#### [Stated problem 1]
Answer these questions from the blog post about household savings, marking each answer with its letter.
(a) On which day of the week does the writer plan the following week's dinners?
(b) Which three items does the writer name as the basis for homemade cleaning supplies?
(c) Roughly how much money does the post say cloth wipes can save over a baby's time in diapers?
#### [Stated problem 2]
Transcribe the part of the blog post on household savings starting at "I make our cleaning" and ending at "the first month.".
#### [Stated problem 3]
Pick up the blog post on household savings after its last sentence and carry it forward.

#### [Selected excerpt]
Tuesday, November 9, 2010

Paid in Love

It's official. Seeing as how the Canadian government has stopped sending cheques, *sob*, it would seem maternity leave has expired and I have crossed over into official "stay at home mum" territory. Since my new title doesn't come with an expense account, we're learning strategies in how to stay ahead knowing that me being home is paramount. Of course, this makes #26 on my 28in28 list a must rather than a mere goal. I'd thought I'd share some of the ways we're cleaning up our monetary diet.

What makes an enormous difference for us is meal planning. I sit down every Friday, create a list of our dinners for the following week and our family heads out to the Farmer's Market on Saturday morning seeking the ingredients necessary to create the dinners on my plan. Eating a clean diet free of preservatives, hormones and chemicals is very important to us - especially now that Ember eats what we're eating. I'll spare you my rants and passionate spewings on food, but I've become quite passionate about eating a clean, responsibly grown diet. As it can be a little more costly to eat this way, eating seasonally and going vegetarian a couple of nights a week makes a big difference. This means we can eat the way we want without compromising the budget. Bonus: We still get time out as a family by going to the Farmer's Market and walking around one of the city's older neighbourhoods. Economical day out!

Thankfully, we already cloth diaper and breastfeeding continues to be a success story so we don't have to worry about extra weekly expenditures. Even if you're not cloth diapering, try switching over to cloth wipes. Just purchase some inexpensive baby washcloths and use those to clean baby's tushy at each diaper change. You will do your pocket book and the environment a favour. Over your baby's time in diapers, you can save approximately $1500. (I still use disposable wipes for travelling and errands, but home we are all cloth, all the time. It's an especially easy switch to make if you're cloth diapering, just wash everything together.)

I make our cleaning supplies. It's amazing what you can do with baking soda, lemon and vinegar. From scratch, I make disinfectant spray, laundry detergent, creamy scrub and more.

We live in a condo so many of your typical household expenses are covered in our condo fees. However, we are on the hook for hydro. We have plugged the majority of our electronics into power bars and before going to bed each night, we switch off the power bar. In doing this, you eliminate the phantom power being drawn. Those little lights on your Blu-ray player that are on all night, the clock on your microwave, the blinking light on your cell phone charger - all phantom power. My in-laws put their electronics on power bars, began switching them off each night and immediately noticed a savings on their electricity bill within the first month.

#### [Dataset entries]
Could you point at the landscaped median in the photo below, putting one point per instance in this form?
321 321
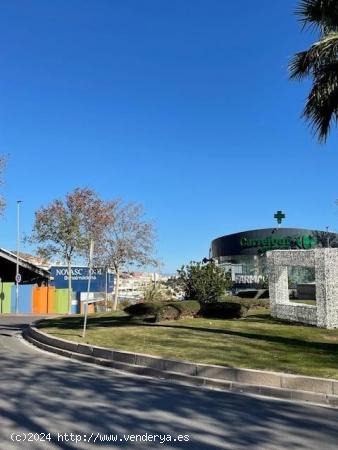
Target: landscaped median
205 352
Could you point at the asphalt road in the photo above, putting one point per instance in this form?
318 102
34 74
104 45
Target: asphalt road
43 396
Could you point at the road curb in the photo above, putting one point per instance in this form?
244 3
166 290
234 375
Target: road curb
272 384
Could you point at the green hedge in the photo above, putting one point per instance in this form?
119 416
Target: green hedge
164 311
224 310
248 302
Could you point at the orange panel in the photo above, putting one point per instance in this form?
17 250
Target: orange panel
50 300
40 300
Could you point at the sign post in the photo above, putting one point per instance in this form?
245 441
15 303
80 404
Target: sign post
279 216
85 304
17 274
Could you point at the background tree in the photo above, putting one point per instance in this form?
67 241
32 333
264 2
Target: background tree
65 227
320 63
127 240
205 282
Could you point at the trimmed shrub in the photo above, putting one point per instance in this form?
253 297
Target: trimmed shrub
164 311
248 302
188 307
144 309
167 312
224 310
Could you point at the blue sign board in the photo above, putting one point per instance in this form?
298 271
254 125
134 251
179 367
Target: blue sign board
101 280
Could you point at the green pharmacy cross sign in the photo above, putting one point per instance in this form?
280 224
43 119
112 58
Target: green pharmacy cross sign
279 216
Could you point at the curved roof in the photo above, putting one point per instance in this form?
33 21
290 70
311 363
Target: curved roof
255 242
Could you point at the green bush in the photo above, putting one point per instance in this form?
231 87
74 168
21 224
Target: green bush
224 310
144 309
188 307
167 312
248 302
164 311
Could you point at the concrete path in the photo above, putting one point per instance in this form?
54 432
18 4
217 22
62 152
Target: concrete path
42 394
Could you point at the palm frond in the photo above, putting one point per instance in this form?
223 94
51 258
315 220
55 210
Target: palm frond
322 14
321 107
320 53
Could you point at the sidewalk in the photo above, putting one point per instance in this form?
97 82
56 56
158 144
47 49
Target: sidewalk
320 391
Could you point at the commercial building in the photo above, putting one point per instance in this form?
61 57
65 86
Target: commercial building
243 254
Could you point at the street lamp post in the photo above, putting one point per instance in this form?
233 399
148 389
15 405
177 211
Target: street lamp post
17 274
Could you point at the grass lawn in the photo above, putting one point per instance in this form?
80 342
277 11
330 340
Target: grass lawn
256 342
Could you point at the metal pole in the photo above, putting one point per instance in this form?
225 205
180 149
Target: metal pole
85 304
17 273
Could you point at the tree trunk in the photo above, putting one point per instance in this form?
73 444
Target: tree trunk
116 293
69 286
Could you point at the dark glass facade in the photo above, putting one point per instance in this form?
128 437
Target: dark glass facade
244 253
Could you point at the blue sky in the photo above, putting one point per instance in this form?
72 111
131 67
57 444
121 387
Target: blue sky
182 105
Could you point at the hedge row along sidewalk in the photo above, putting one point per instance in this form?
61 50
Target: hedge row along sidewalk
254 342
316 390
283 386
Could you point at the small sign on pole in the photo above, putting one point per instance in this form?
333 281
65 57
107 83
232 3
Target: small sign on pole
85 305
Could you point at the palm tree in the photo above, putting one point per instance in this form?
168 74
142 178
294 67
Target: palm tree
320 62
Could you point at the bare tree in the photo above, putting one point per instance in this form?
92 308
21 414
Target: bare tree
3 162
65 227
128 240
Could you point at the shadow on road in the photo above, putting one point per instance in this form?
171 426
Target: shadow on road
41 394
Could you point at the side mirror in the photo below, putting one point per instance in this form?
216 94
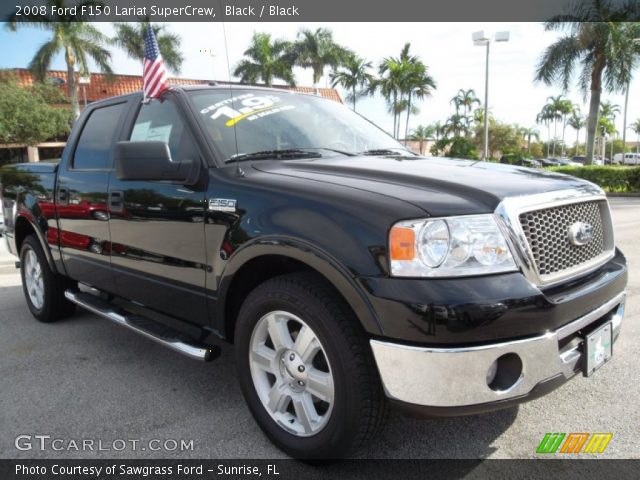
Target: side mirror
151 161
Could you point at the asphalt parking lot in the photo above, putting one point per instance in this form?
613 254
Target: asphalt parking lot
85 378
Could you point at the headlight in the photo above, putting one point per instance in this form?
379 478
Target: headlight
449 247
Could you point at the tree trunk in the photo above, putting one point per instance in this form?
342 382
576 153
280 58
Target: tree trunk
594 107
394 106
406 128
71 82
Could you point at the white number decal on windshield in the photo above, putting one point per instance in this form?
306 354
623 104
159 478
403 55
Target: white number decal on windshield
252 107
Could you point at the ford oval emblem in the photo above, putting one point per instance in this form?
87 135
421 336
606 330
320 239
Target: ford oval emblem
580 233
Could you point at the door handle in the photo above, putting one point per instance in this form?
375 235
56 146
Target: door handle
63 196
116 201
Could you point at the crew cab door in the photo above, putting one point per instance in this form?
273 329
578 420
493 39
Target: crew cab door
157 230
81 196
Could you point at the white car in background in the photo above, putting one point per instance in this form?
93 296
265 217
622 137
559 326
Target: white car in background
629 158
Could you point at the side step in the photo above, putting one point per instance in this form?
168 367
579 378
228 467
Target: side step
161 334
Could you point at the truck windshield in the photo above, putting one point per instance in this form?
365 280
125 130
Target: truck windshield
268 124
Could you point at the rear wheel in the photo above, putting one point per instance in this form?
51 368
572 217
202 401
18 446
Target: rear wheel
306 368
43 288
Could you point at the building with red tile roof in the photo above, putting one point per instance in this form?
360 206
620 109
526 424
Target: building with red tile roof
101 87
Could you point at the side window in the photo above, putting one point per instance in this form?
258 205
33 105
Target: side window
94 144
161 121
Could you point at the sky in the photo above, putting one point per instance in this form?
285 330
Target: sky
446 48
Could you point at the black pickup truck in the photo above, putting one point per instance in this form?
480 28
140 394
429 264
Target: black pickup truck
349 273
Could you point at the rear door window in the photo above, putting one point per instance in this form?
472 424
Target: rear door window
96 140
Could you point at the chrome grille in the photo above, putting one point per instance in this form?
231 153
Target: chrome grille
546 231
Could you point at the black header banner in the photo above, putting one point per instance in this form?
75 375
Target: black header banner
122 469
297 10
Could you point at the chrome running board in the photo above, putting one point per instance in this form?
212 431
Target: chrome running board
146 327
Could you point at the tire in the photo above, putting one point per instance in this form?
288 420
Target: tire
43 289
341 390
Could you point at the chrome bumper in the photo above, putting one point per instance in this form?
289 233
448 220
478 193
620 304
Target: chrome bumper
457 377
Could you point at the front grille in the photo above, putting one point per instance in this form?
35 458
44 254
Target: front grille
547 232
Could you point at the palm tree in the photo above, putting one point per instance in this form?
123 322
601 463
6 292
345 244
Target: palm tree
455 124
421 134
401 79
130 38
562 108
438 129
558 108
545 117
317 50
598 43
465 99
577 122
266 60
607 123
389 83
353 77
528 134
80 42
419 84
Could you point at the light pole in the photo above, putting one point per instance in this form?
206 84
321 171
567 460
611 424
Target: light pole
480 39
636 41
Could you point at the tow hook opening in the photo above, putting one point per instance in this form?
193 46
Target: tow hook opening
504 372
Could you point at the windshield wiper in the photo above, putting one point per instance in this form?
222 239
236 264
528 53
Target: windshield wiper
382 151
334 150
273 154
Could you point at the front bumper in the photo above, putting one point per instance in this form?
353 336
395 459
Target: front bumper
452 381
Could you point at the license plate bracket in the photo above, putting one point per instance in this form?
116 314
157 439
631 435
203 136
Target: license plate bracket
597 347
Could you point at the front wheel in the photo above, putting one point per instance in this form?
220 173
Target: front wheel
43 288
306 369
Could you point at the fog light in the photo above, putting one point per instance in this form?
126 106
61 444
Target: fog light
491 373
507 374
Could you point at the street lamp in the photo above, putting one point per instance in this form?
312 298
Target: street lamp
480 39
636 41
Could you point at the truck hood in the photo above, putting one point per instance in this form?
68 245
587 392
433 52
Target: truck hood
439 186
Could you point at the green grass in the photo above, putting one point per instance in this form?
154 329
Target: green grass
612 178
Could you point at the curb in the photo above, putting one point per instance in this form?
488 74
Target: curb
623 194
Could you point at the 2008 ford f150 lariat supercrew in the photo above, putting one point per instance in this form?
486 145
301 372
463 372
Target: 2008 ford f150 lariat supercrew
349 273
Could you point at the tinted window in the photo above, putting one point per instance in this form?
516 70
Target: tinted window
161 121
94 145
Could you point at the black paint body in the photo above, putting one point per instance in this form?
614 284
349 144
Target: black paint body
160 246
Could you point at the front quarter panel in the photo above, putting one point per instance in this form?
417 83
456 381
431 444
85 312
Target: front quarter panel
340 232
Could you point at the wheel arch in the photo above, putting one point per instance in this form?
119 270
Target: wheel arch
25 226
266 259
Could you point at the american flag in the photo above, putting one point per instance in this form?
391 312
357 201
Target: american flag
154 76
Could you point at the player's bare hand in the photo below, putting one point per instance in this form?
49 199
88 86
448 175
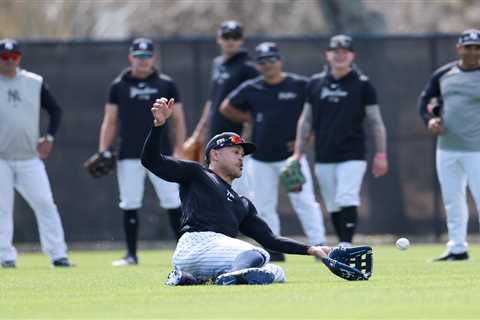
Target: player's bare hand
435 126
162 110
380 165
44 147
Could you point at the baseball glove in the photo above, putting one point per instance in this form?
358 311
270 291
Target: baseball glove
292 177
350 263
192 150
101 163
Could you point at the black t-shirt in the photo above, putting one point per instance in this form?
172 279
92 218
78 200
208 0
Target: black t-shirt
134 98
275 111
226 76
209 203
338 107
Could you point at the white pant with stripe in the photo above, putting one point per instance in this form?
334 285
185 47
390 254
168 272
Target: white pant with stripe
131 183
30 179
265 186
456 170
340 183
208 254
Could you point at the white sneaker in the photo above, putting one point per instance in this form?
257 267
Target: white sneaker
125 262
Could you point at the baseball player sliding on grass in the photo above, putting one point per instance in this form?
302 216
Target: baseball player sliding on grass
213 214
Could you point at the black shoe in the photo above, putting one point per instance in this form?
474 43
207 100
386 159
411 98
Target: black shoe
62 263
448 256
276 256
9 264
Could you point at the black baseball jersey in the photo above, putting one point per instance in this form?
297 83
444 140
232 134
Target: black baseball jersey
209 203
226 76
338 107
134 98
275 111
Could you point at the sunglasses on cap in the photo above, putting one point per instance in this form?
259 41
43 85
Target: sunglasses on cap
231 36
267 60
5 56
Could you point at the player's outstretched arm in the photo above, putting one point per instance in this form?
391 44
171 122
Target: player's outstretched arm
163 166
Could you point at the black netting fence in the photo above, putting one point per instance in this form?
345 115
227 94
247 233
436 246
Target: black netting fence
406 201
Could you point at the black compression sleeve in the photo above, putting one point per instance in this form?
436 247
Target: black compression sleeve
48 102
163 166
257 229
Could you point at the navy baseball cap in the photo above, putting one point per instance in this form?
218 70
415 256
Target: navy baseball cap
227 139
470 36
340 41
9 45
266 50
231 28
142 47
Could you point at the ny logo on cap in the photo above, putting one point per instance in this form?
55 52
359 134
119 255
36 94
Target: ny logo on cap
9 45
266 47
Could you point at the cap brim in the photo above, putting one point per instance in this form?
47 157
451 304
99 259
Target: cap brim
248 148
474 42
139 53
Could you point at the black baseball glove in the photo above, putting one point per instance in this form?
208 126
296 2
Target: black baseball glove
101 163
350 263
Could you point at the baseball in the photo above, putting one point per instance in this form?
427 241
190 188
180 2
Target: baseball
402 243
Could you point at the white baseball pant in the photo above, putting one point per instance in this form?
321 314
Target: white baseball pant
456 170
340 183
131 183
30 179
265 187
206 255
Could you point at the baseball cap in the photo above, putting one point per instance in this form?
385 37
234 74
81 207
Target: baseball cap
230 28
9 45
227 139
470 36
142 47
340 41
266 50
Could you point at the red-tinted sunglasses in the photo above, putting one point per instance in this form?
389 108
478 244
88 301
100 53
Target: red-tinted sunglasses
5 56
236 140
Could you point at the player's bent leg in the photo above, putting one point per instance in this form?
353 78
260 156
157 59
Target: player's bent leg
7 250
278 273
252 276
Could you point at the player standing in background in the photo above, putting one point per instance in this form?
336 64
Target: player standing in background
274 102
214 214
339 101
229 70
22 95
128 108
456 88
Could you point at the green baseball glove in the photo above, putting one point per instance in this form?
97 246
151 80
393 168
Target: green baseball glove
292 177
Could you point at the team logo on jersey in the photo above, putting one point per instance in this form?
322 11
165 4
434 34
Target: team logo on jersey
220 75
333 95
230 196
286 95
142 92
13 96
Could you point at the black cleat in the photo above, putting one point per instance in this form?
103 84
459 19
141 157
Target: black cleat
9 264
62 263
448 256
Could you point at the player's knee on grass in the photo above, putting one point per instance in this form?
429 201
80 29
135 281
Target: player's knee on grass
277 271
249 259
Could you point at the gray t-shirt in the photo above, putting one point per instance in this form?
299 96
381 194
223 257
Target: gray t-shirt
19 115
459 93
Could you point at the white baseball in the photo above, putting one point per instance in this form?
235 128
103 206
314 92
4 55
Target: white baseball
402 243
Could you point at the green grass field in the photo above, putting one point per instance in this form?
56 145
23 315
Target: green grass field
404 286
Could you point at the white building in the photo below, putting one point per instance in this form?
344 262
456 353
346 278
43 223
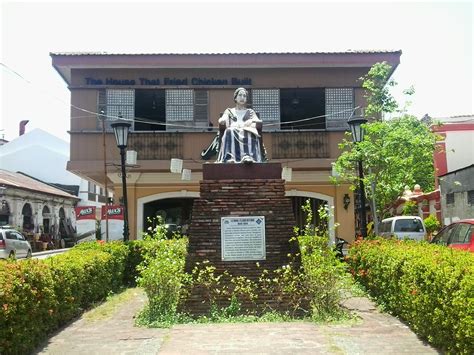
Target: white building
44 157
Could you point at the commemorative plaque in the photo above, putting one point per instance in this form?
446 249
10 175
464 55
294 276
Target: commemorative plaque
243 238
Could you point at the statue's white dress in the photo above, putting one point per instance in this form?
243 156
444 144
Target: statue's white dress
240 141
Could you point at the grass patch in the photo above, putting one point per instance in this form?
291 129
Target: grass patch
113 302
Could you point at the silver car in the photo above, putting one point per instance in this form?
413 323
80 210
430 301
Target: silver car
13 244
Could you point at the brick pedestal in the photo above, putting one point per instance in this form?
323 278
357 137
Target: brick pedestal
251 194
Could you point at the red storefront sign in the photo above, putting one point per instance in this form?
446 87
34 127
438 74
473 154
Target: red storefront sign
113 212
84 212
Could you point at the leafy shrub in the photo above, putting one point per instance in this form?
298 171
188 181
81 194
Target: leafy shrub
410 208
37 296
432 224
162 276
429 286
28 305
324 275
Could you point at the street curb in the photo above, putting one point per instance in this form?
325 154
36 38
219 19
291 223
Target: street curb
47 252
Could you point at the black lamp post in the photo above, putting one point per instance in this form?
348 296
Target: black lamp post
121 129
355 123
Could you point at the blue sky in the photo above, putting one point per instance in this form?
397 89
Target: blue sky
436 39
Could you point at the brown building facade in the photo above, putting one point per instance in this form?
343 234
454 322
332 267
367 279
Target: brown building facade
174 102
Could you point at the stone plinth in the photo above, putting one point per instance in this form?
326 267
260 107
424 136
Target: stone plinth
261 195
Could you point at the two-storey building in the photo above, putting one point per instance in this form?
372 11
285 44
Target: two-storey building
174 101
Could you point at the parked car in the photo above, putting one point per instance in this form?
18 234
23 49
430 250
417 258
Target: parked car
13 244
459 235
403 227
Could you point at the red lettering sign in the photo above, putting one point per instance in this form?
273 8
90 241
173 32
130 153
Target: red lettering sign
85 212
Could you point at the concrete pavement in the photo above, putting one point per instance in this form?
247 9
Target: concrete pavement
375 333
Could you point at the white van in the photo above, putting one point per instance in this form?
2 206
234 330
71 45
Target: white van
403 227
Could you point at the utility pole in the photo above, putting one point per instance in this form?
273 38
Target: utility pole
105 178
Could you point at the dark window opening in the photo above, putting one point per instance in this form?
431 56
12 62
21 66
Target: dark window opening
470 197
450 198
298 104
150 105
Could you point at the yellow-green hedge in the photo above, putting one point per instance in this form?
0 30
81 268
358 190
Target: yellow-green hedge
38 296
431 287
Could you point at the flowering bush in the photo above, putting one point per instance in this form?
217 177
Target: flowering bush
431 287
38 296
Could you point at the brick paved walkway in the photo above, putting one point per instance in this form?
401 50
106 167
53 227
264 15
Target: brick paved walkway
376 333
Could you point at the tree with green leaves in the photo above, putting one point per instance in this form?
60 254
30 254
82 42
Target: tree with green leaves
395 152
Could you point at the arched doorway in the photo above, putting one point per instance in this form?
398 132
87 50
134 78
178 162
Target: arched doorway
46 219
27 216
174 207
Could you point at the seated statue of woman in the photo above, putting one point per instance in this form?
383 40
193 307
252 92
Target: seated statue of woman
240 141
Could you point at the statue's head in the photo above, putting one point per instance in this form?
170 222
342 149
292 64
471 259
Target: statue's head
240 96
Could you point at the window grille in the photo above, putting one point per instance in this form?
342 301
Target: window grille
115 103
339 106
266 102
470 197
450 198
179 105
201 104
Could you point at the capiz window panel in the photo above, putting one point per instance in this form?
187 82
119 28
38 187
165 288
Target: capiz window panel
266 102
179 105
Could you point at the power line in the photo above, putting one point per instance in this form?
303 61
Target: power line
152 122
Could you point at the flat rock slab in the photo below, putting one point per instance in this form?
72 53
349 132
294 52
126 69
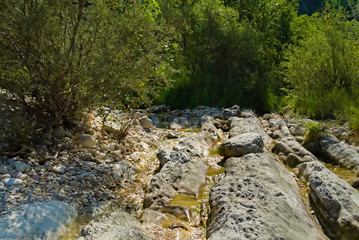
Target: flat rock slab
339 152
334 200
248 125
259 199
242 144
119 225
37 221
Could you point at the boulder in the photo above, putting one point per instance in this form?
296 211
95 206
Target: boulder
119 225
180 123
339 152
259 199
242 144
87 140
46 220
234 111
146 123
335 202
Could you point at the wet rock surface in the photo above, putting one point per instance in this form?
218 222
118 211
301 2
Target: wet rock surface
259 199
166 183
335 201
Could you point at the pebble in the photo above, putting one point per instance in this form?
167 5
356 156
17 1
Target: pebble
12 181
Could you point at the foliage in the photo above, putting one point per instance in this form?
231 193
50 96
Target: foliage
322 70
59 57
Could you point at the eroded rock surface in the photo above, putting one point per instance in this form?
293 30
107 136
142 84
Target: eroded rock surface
335 201
259 199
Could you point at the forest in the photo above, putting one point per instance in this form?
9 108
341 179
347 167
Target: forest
59 59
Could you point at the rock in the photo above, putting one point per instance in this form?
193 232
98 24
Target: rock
37 221
242 144
335 202
59 168
119 225
339 152
297 130
267 116
292 160
87 141
3 169
355 183
259 199
179 123
59 132
234 111
193 177
150 216
248 125
158 109
166 156
146 123
12 181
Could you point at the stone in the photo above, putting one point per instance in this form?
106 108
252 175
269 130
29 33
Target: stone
242 144
60 132
3 169
335 202
339 152
179 123
150 216
46 220
234 111
146 123
297 130
292 160
118 225
259 199
87 140
12 181
194 175
59 168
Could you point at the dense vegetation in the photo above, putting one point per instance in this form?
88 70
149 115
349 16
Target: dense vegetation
59 58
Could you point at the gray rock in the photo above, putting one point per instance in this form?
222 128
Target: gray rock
248 125
3 169
59 168
119 225
60 132
335 202
87 140
146 123
150 216
259 199
12 181
180 123
193 177
339 152
234 111
166 156
242 144
37 221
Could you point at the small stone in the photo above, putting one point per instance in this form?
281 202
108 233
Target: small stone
3 169
59 168
5 176
59 132
87 141
146 122
12 181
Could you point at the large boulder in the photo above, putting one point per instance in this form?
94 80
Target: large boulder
242 144
46 220
336 203
339 152
259 199
119 225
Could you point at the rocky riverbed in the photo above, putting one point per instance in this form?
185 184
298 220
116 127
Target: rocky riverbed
204 173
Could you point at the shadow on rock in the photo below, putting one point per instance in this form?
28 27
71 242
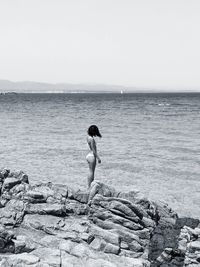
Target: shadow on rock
165 248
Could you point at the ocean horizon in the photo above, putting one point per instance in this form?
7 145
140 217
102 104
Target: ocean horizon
150 141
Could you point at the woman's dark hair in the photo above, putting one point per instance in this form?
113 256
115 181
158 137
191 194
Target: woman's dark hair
94 131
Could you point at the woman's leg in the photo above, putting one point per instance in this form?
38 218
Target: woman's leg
92 166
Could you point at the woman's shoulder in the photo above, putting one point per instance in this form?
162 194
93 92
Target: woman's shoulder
90 139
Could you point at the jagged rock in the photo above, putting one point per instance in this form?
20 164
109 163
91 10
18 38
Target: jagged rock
53 225
20 260
46 208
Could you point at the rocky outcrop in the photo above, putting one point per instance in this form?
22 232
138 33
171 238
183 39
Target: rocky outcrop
53 225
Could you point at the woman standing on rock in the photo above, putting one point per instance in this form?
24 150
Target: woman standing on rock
92 156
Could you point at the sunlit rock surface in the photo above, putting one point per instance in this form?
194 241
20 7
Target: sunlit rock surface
53 225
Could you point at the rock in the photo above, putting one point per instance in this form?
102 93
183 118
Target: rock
53 225
21 260
46 208
108 236
81 196
98 244
9 183
48 256
110 248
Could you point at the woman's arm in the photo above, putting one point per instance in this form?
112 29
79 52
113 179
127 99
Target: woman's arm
94 150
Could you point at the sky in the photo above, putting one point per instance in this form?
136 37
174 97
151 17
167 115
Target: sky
139 43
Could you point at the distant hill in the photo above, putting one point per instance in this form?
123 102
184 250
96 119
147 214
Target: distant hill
31 87
40 87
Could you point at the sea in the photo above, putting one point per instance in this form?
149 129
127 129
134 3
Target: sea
150 142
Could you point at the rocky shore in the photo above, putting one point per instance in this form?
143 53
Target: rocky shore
53 225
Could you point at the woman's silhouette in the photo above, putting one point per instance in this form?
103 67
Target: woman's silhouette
92 156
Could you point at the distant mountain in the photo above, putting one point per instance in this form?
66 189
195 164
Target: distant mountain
38 87
31 87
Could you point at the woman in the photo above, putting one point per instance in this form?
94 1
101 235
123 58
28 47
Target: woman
92 156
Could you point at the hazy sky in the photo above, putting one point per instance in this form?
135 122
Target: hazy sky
145 43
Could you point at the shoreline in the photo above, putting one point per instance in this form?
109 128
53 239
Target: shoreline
52 225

#### [Right answer 1]
(a) Friday
(b) Baking soda, lemon and vinegar
(c) Approximately $1500

#### [Right answer 2]
I make our cleaning supplies. It's amazing what you can do with baking soda, lemon and vinegar. From scratch, I make disinfectant spray, laundry detergent, creamy scrub and more.

We live in a condo so many of your typical household expenses are covered in our condo fees. However, we are on the hook for hydro. We have plugged the majority of our electronics into power bars and before going to bed each night, we switch off the power bar. In doing this, you eliminate the phantom power being drawn. Those little lights on your Blu-ray player that are on all night, the clock on your microwave, the blinking light on your cell phone charger - all phantom power. My in-laws put their electronics on power bars, began switching them off each night and immediately noticed a savings on their electricity bill within the first month.

#### [Right answer 3]
After studying where our grocery money was going in the way of pre-packaged foods, I have began to make a lot of it from scratch. I'm putting all those wedding presents to use: I bake bread, make granola cereal, pasta and our yummy indulgent treats. This was an easy one as I love to spend time in the kitchen and I'm home during the day. I love how we don't have so much garbage in the way of packaging and I can control the quality of ingredients.

Some of the above are easier for us to implement since I am home, I realize that. I imagine whether a home has two working parents or one who stays home, budgeting is a reality for all of us. I would love to hear the creative steps your family has taken to curb spending.


  1. Hey Sarah!!!! I love your blog by the way! And my husband and I are pretty much doing all the same things you and your family are doing! Meal planning is what I tell everyone to do, it really helps decrease cost and waste in the fridge. Come Friday our fridge is pretty empty! I could go on and on about all the stuff your doing, but really it just makes me happy that we're not the only ones! Jackie King

  2. I am a budget freak and always have been, but recently those far off goals of buying a house and having kids became... less far off. ;)

    That in mind I have become even more diligent. I sat down and figured out the basic- what do I make, what are my fixed expenses (the only thing that fits in this category are things I have NO control over. They come out of my account each month at the same amount each time)

    The difference, I take out in cash. I use that cash for groceries, gas and spending money. (For me gas is not ALWAYS the same for how many tanks per month, so I consider it variable, not fixed)

    I can't say how helpful this has been for me- to be able to look in my wallet at anytime and see if it's feasable to go for lunch with a friend... or if that might mean I don't have enough to buy the groceries I need for next week, or not be able to fill up my tank of gas.

    Speaking of groceries- YES! Meal planning! You buy only what you need and end up eating healthier. Win win! :)

  3. Jackie, Thanks so much for the blog love. I love to hear that you and your hubby are doing the same. So many economical choices are beneficial to the planet which makes me so happy. Thanks again!

  4. Melissa,

    Thanks for the comment.

    Switching to cash is the first thing we did for our variable expenses. We do have a fixed budget for groceries but we carry cash to purchase them. That way, I exercise control and only buy what we need. (I can get carried away in a Farmer's Market...)

    Additionally, we write down how much we spend each day and what we purchased. In doing this, we can see exactly where the cash is going. If necessary, we will clean up our spending.

    ps. Aww, less far off goals. Yay you!!!

  5. Darn. I am reminded that I need to get on a budget of some sort. I am officially "paid in love" now too, and spending the love as quick as the smiles and hugs come in! Yikes!

    I struggle with the menu plan, its a love-hate relationship for me, but I manage to save some money be cutting back on the meat too. I am not exclusively using cloth, but 25 diapers per week makes a dent in the landfill and reduces the number of times I need to get diapers from the store. I have made my own wipes since day 1 so that has been a huge savings.

    You've got me thinking about this phantom power deal. Hmmmmm....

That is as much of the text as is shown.